[Records shown Boundary: Start]

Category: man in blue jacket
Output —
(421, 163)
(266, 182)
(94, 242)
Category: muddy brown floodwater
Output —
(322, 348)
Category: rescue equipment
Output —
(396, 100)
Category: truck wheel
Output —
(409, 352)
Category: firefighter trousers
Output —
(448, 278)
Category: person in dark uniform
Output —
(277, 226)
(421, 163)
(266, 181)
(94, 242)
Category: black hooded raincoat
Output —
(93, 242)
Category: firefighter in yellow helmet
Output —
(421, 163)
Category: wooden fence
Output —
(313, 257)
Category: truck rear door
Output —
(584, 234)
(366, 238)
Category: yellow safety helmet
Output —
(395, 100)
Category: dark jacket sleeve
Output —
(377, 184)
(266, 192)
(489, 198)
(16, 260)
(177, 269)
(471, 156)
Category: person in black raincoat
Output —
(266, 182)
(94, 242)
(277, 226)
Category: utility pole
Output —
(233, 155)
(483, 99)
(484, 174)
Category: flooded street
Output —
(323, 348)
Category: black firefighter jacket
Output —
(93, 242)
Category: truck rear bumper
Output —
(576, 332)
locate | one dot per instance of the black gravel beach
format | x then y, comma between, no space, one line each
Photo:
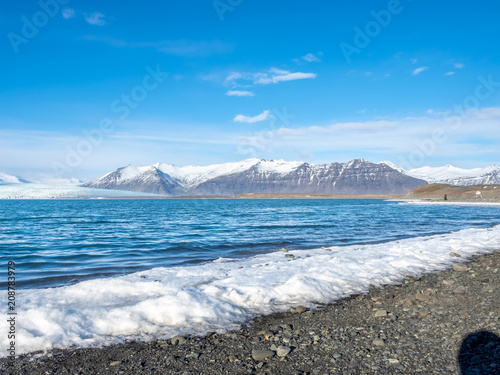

[Records shown Boundary: End]

Copy out the entries exactly. Begin at the first line and end with the line that has "Category: wooden fence".

■ **Answer for this exercise**:
Category: man in blue jacket
Output —
(421, 163)
(266, 182)
(94, 242)
Category: muddy brown floodwater
Output —
(322, 348)
Category: rescue equipment
Output —
(396, 100)
Category: truck wheel
Output —
(409, 352)
Category: firefighter trousers
Output —
(448, 278)
Category: person in dark uniform
Output —
(277, 226)
(421, 163)
(266, 181)
(94, 242)
Category: black hooded raincoat
Output —
(93, 242)
Category: firefighter in yellow helmet
Output —
(421, 163)
Category: wooden fence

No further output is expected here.